**Set problem:** Copy out exactly the lines from the one containing "Check that every instance of the white" to the end of the records below, both included, and nothing else.

**Task data:**
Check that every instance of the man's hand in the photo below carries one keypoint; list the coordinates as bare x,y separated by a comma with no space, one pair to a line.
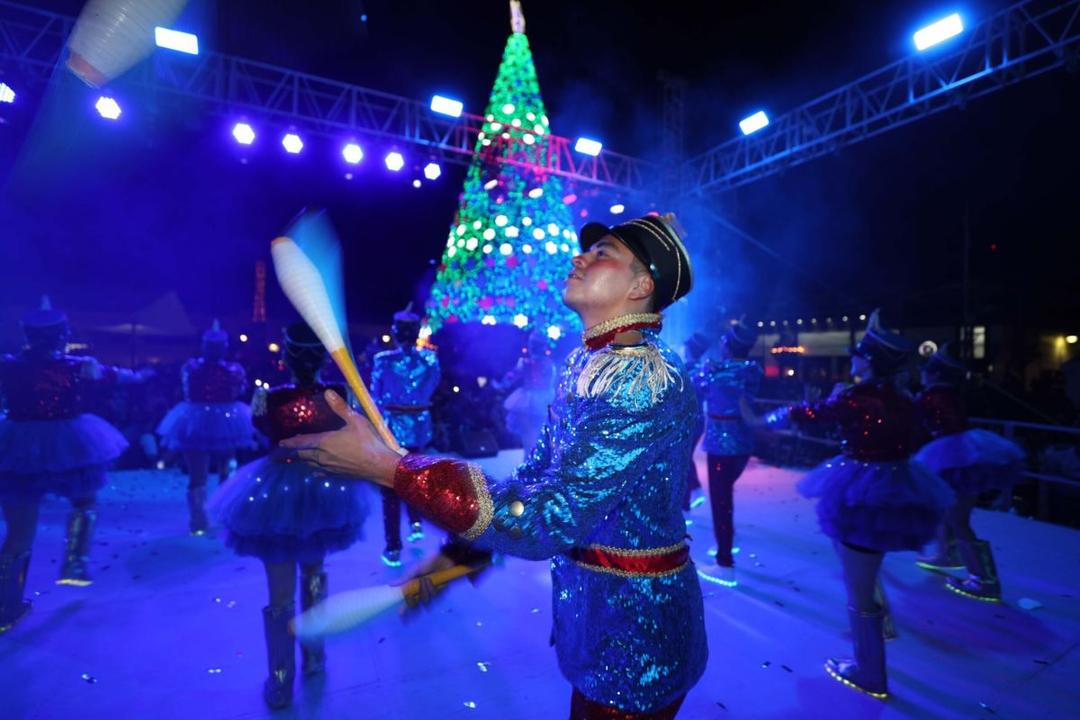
355,449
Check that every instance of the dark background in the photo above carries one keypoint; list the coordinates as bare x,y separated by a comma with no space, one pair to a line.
109,216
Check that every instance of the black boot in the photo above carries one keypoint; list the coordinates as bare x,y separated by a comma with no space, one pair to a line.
80,530
888,626
982,582
946,557
281,656
13,608
866,671
312,592
197,510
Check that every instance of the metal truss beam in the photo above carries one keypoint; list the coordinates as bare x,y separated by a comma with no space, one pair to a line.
32,41
1022,41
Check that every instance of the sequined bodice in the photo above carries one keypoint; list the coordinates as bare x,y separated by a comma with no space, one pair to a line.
942,410
212,381
878,422
298,409
43,388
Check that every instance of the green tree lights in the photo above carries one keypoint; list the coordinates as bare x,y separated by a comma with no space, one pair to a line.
510,246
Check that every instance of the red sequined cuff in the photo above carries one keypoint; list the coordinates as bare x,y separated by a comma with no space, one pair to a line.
451,493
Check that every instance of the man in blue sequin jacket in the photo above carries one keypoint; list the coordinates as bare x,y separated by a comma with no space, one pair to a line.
726,383
403,381
602,491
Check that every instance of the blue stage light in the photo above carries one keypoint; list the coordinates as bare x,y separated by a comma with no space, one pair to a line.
352,153
588,146
292,143
940,31
107,107
754,123
243,133
181,42
446,106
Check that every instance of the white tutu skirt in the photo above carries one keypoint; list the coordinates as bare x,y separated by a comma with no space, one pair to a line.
281,510
64,457
974,461
207,426
879,505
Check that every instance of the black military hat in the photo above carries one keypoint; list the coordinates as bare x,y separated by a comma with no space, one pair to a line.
656,241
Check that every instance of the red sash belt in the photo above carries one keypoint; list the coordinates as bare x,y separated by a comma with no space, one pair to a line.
633,561
408,409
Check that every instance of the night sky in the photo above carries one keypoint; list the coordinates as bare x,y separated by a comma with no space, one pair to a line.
110,217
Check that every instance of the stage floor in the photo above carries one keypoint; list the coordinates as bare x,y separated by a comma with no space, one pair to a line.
172,626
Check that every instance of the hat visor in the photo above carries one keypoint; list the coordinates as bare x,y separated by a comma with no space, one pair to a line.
591,234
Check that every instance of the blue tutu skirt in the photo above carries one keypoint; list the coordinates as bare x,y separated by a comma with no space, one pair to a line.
285,511
880,505
207,426
63,457
974,461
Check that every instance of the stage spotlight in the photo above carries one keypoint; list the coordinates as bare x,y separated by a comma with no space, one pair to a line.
107,107
292,143
352,153
754,123
446,106
588,146
937,32
181,42
243,133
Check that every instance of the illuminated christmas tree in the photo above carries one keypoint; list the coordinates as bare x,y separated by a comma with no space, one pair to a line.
510,246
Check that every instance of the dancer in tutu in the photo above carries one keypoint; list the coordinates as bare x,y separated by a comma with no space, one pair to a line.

**Solution to this exercise:**
Check that every instance of the white tutu skirt in the photo above carries one keypoint; list the coordinates as bare x,y separated by a comma with no space, one pair to a line.
281,510
64,457
974,461
207,426
879,505
Check that every instance of the black military hat in the photo above carries one keypoint; list the coordinates as bare x,y separated by a comma with no space, one pair to a line.
656,241
Check that every instance of the red sash belt in the photo above carries one keypoint; list the coordinates as bare x,y separated by a comma with no space, one pair to a line.
633,561
408,409
Check that every instance of the night sky in the photo above carries one keypoint; list the coordinates as bare x,y separated by a comma with no space, one pair to a line.
110,217
Check that every instance of the stage floor in the photo above carries one keypoint; list the coordinates as bare x,y separated by a comma with no space, one pair to a line.
172,626
Check that every instance of the hat visor in the photo above carries one keypoint; list the coordinates as bare x,y separated by a comma with no space, one pair to a line.
591,234
Check that every instance of the blue tutu skirt in the photo above carries one keypoint; list the coordinates as bare x,y separated by a comma with no space, one pair to a line.
285,511
880,505
207,426
63,457
974,461
Check that every instance of the stage spotlight in the photo above carries one keypoint; list the coordinates as bare x,y separated by a comma with no space, one pair to a line.
107,107
292,143
352,153
754,123
446,106
588,146
937,32
181,42
243,133
Check that every instance of the illuminated christmas tree in the photo above carries one keypoint; list the coordinates as bare x,y separated by a comma with no space, one pair to a line.
510,246
Check that every instance of the dancer in tutu in the photo above carries one keypoint; list the coordinates as bare x,y separated by a comma with no space, one pair to a line.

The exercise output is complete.